— START OF TASK MATERIAL —

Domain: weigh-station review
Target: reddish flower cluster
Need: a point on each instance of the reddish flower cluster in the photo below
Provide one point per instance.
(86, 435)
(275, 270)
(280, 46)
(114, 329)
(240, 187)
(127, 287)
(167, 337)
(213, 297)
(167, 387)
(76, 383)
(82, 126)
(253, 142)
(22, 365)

— END OF TASK MATERIAL —

▶ **REQUIREMENT**:
Copy out the material above, swapping each "reddish" for "red" and leaving everything else unchanged.

▶ **FULL SOLUTION**:
Domain: weigh-station review
Target: red flower cluster
Need: a point on each instance of the red flower cluster in the photo below
Provide one point per instance.
(86, 435)
(275, 270)
(280, 46)
(114, 329)
(240, 187)
(127, 287)
(167, 337)
(213, 297)
(167, 387)
(76, 383)
(82, 126)
(253, 142)
(22, 365)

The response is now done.